[start]

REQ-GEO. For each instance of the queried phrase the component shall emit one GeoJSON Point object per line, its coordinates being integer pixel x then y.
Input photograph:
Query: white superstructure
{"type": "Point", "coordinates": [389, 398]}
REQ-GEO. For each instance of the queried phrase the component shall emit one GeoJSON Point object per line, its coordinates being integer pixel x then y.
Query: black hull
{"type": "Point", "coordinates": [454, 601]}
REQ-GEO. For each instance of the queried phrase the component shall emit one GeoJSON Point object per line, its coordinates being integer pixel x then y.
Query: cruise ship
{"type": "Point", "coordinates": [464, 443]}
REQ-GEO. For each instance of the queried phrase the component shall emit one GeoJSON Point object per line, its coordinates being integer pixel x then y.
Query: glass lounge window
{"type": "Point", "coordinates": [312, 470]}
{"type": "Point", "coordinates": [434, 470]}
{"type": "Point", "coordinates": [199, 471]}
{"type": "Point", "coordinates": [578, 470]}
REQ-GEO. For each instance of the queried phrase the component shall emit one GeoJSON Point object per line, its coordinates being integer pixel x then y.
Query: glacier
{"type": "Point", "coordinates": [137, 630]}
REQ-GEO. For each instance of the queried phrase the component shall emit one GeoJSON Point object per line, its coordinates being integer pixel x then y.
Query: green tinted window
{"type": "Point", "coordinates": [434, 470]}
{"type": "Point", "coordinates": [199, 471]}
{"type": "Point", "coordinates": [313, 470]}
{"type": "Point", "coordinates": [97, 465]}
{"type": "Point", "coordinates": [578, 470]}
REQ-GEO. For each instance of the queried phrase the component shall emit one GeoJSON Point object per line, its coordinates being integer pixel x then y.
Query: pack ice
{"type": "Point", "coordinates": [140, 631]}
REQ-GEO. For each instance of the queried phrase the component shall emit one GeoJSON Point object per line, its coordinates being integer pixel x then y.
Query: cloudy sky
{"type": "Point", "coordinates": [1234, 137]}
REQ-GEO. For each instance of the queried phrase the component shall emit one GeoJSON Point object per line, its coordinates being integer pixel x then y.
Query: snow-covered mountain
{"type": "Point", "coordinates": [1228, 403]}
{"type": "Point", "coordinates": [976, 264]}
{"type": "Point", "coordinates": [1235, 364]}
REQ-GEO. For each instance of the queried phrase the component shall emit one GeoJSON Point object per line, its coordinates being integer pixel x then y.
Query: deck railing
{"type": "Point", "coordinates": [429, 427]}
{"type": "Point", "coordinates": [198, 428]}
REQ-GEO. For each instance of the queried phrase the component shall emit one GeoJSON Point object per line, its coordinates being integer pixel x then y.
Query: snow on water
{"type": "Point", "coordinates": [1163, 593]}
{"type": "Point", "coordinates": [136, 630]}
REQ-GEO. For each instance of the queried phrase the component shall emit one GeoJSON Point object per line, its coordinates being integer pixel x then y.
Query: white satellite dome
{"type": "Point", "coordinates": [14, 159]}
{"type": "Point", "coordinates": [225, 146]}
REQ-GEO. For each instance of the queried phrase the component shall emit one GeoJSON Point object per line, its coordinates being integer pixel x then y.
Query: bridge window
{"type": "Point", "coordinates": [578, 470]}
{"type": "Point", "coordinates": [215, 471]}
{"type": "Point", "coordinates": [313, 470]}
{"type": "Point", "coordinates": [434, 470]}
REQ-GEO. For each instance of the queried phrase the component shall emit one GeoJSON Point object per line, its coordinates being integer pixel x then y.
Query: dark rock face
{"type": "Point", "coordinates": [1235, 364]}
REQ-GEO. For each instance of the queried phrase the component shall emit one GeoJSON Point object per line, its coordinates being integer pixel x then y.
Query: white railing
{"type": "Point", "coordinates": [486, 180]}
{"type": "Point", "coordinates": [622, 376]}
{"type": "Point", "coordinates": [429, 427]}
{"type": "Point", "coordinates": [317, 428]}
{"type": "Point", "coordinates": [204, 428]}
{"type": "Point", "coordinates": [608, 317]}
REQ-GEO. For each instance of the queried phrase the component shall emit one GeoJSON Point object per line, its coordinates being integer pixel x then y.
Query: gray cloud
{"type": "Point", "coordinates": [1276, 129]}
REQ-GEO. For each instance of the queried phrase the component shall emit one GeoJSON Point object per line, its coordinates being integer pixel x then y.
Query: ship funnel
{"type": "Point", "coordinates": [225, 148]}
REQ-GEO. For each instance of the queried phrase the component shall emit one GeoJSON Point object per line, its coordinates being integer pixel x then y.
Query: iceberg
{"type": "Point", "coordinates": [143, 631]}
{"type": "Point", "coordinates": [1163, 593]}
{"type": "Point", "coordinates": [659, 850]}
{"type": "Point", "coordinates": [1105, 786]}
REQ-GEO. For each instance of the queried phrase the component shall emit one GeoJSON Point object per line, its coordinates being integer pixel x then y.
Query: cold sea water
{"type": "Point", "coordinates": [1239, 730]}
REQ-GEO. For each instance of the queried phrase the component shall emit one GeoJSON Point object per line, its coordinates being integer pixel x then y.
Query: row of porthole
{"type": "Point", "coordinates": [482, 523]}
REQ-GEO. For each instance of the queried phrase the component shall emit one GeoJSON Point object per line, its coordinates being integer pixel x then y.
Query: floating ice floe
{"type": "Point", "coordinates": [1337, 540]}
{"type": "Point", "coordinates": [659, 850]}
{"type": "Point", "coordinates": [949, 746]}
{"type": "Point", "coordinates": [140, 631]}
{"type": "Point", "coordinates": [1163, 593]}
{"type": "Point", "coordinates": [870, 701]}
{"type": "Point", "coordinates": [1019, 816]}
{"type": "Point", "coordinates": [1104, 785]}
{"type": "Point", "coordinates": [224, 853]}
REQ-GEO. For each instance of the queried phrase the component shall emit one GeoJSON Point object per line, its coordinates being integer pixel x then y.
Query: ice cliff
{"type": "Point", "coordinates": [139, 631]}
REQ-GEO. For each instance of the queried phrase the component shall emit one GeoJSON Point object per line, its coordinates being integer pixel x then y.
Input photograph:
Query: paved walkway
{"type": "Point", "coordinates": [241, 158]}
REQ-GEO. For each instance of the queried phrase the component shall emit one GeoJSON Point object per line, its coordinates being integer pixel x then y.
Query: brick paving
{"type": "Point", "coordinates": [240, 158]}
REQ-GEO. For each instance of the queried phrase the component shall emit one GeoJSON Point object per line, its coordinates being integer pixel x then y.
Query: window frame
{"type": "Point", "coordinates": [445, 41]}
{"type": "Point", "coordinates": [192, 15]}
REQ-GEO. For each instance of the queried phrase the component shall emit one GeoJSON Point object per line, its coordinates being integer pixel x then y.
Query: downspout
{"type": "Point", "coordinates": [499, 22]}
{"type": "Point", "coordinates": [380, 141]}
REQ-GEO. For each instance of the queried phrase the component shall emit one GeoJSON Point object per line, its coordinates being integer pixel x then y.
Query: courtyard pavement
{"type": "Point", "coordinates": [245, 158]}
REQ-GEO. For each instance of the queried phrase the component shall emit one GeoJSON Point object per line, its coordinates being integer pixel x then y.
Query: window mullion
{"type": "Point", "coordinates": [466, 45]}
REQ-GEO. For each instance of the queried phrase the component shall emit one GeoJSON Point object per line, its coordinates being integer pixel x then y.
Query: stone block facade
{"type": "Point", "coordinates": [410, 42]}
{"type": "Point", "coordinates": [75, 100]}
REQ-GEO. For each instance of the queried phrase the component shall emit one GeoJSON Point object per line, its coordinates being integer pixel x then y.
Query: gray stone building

[end]

→ Problem to solve
Print all of the entries exactly as they appear.

→ Complete answer
REQ-GEO. For each instance of the queried phrase the component shall emit one GeoJSON Point object per line, its coordinates being integer pixel x then y.
Input photograph:
Query: white superstructure
{"type": "Point", "coordinates": [389, 398]}
REQ-GEO. For each instance of the queried phrase the component shall emit one GeoJSON Point object per line, its coordinates being integer pixel x then y.
Query: black hull
{"type": "Point", "coordinates": [454, 601]}
REQ-GEO. For each instance of the queried phrase the component shall emit one GeoJSON Point object per line, its coordinates being integer pixel x then y.
Query: cruise ship
{"type": "Point", "coordinates": [464, 443]}
REQ-GEO. For each instance of the queried phrase the component shall emit one GeoJSON Point object per line, its coordinates being integer pixel x then y.
Query: glass lounge window
{"type": "Point", "coordinates": [312, 470]}
{"type": "Point", "coordinates": [434, 470]}
{"type": "Point", "coordinates": [199, 471]}
{"type": "Point", "coordinates": [578, 470]}
REQ-GEO. For each instance of the queried phrase the component shall emit one GeoJSON Point object per line, its coordinates being integer pixel x then y.
Query: glacier
{"type": "Point", "coordinates": [137, 630]}
REQ-GEO. For each instance of the queried phrase the component shall emit one GeoJSON Point object per line, its coordinates being integer pixel x then y.
Query: green tinted window
{"type": "Point", "coordinates": [434, 470]}
{"type": "Point", "coordinates": [199, 471]}
{"type": "Point", "coordinates": [313, 470]}
{"type": "Point", "coordinates": [97, 465]}
{"type": "Point", "coordinates": [578, 470]}
REQ-GEO. For each instance of the queried phrase the component shall emit one GeoJSON Point object per line, its coordinates being integer pixel x then y.
Query: pack ice
{"type": "Point", "coordinates": [140, 631]}
REQ-GEO. For each instance of the queried phrase the component shall emit one GeoJSON Point object per line, its coordinates being integer pixel x then y.
Query: cloudy sky
{"type": "Point", "coordinates": [1234, 137]}
REQ-GEO. For each instance of the queried phrase the component shall emit one GeoJSON Point object per line, its coordinates being integer pixel x then y.
Query: snow-covered mountain
{"type": "Point", "coordinates": [1228, 403]}
{"type": "Point", "coordinates": [976, 264]}
{"type": "Point", "coordinates": [1235, 364]}
REQ-GEO. For each instance of the queried phrase the component shall emit one GeoJSON Point object per line, its coordinates being integer pixel x then y.
Query: deck railing
{"type": "Point", "coordinates": [429, 427]}
{"type": "Point", "coordinates": [198, 428]}
REQ-GEO. For each instance of the queried phrase the component shall emit one GeoJSON Point object per line, its coordinates being integer pixel x then y.
Query: snow on water
{"type": "Point", "coordinates": [1163, 593]}
{"type": "Point", "coordinates": [136, 630]}
REQ-GEO. For each instance of the queried phrase the component shall emit one GeoJSON Point object per line, its coordinates being integer pixel x then y.
Query: white satellite dome
{"type": "Point", "coordinates": [14, 159]}
{"type": "Point", "coordinates": [225, 146]}
REQ-GEO. For each instance of the queried phrase the component shall emit one GeoJSON Point object per line, its coordinates being integer pixel x then y.
Query: bridge window
{"type": "Point", "coordinates": [578, 470]}
{"type": "Point", "coordinates": [215, 471]}
{"type": "Point", "coordinates": [313, 470]}
{"type": "Point", "coordinates": [434, 470]}
REQ-GEO. For each instance of the queried phrase the component shall emit one GeoJSON Point object per line, its coordinates being integer pixel x then y.
Query: dark rock face
{"type": "Point", "coordinates": [1235, 364]}
REQ-GEO. For each instance of the queried phrase the component shall emit one GeoJSON Point object per line, its coordinates being integer pixel x then y.
Query: white railing
{"type": "Point", "coordinates": [486, 180]}
{"type": "Point", "coordinates": [622, 376]}
{"type": "Point", "coordinates": [429, 427]}
{"type": "Point", "coordinates": [317, 428]}
{"type": "Point", "coordinates": [204, 428]}
{"type": "Point", "coordinates": [608, 317]}
REQ-GEO. For each instance of the queried phrase the component shall emit one GeoJSON Point object per line, its coordinates being integer pixel x then y.
Query: gray cloud
{"type": "Point", "coordinates": [1276, 129]}
REQ-GEO. For each instance of the queried phrase the component shall emit one GeoJSON Point object per line, its coordinates being integer pixel x then y.
Query: ship funnel
{"type": "Point", "coordinates": [225, 148]}
REQ-GEO. For each instance of the queried phrase the component shall emit one GeoJSON Point object per line, its coordinates being integer pixel x then y.
Query: iceberg
{"type": "Point", "coordinates": [143, 631]}
{"type": "Point", "coordinates": [1163, 593]}
{"type": "Point", "coordinates": [659, 850]}
{"type": "Point", "coordinates": [1105, 786]}
REQ-GEO. For each instance of the queried phrase the component shall emit one GeoJSON Point object per line, its coordinates being integer pixel x then y.
Query: cold sea water
{"type": "Point", "coordinates": [1239, 730]}
REQ-GEO. For each instance of the queried phrase the component shall emit one GeoJSON Point object per line, its coordinates being integer pixel x then y.
Query: row of porthole
{"type": "Point", "coordinates": [482, 523]}
REQ-GEO. For each instance of the queried phrase the component shall emit one GeoJSON Point object per line, its coordinates being integer pixel x then y.
Query: floating ice floe
{"type": "Point", "coordinates": [1337, 540]}
{"type": "Point", "coordinates": [659, 850]}
{"type": "Point", "coordinates": [949, 746]}
{"type": "Point", "coordinates": [140, 631]}
{"type": "Point", "coordinates": [1163, 593]}
{"type": "Point", "coordinates": [870, 701]}
{"type": "Point", "coordinates": [1019, 816]}
{"type": "Point", "coordinates": [1104, 785]}
{"type": "Point", "coordinates": [224, 853]}
REQ-GEO. For each instance of the queried phrase the component shall emit one GeoJSON Point object per line, its coordinates being integer pixel x then y.
Query: ice cliff
{"type": "Point", "coordinates": [139, 631]}
REQ-GEO. For each instance of the queried phrase the component shall emit one GeoJSON Point object per line, its coordinates being integer pixel x then y.
Input photograph:
Query: paved walkway
{"type": "Point", "coordinates": [241, 158]}
REQ-GEO. For each instance of the queried phrase the component shall emit one GeoJSON Point object per line, its coordinates being integer pixel x then y.
Query: brick paving
{"type": "Point", "coordinates": [240, 158]}
REQ-GEO. For each instance of the queried phrase the component shall emit one GeoJSON Point object per line, its coordinates being integer pixel x then y.
Query: window frame
{"type": "Point", "coordinates": [445, 41]}
{"type": "Point", "coordinates": [192, 15]}
REQ-GEO. For each instance of the queried phrase the component shall emit one GeoJSON Point object per line, its coordinates being integer pixel x then y.
Query: downspout
{"type": "Point", "coordinates": [499, 22]}
{"type": "Point", "coordinates": [380, 141]}
REQ-GEO. For each instance of the queried phrase the component shall emit one GeoJSON Point object per line, its coordinates being integer pixel x then y.
Query: courtyard pavement
{"type": "Point", "coordinates": [245, 158]}
REQ-GEO. For each instance of the queried phrase the component shall emit one GeoJSON Point object per line, its coordinates being integer pixel x then y.
Query: window mullion
{"type": "Point", "coordinates": [466, 45]}
REQ-GEO. For each instance of the queried phrase the component shall emit one GeoJSON Point object per line, its coordinates being integer pixel x then y.
Query: stone block facade
{"type": "Point", "coordinates": [410, 42]}
{"type": "Point", "coordinates": [75, 100]}
REQ-GEO. For each instance of the queried phrase the component shall emit one GeoJSON Point object per line, its coordinates being integer pixel x then y.
Query: gray stone building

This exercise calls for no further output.